◆ Directions for this task
Copy out the listing below word for word, keeping every line and its order unchanged.

◆ Material supplied
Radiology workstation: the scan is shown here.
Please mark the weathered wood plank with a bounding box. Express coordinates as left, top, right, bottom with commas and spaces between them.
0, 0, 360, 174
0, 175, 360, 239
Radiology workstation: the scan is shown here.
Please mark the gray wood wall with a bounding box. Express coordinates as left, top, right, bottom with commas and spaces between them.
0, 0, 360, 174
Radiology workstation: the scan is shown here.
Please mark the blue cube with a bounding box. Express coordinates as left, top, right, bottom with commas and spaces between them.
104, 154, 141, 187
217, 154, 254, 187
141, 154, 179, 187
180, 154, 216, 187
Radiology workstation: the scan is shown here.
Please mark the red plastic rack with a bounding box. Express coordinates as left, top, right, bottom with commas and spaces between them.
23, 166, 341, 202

◆ The reply
Radiology workstation: the scan is shown here.
Please mark the weathered wood plank with a bounding box. Express coordinates as left, top, right, bottom with commas and spaces between them.
0, 0, 360, 174
0, 175, 360, 239
Radiology workstation: the scan is shown here.
Please mark the gray wood wall with a bounding box. Express coordinates as left, top, right, bottom with commas and spaces between them.
0, 0, 360, 174
Radiology workstation: the scan is shown here.
Please mark the blue cube with a bounding box. Express coordinates as left, top, right, bottom with commas and spaces between them.
104, 154, 141, 187
217, 154, 254, 187
141, 154, 179, 187
180, 154, 216, 187
Radiology workstation: the scan is shown here.
Please mark the red plastic rack with a bounding box. Express coordinates as left, top, right, bottom with commas and spaces between them.
23, 166, 341, 202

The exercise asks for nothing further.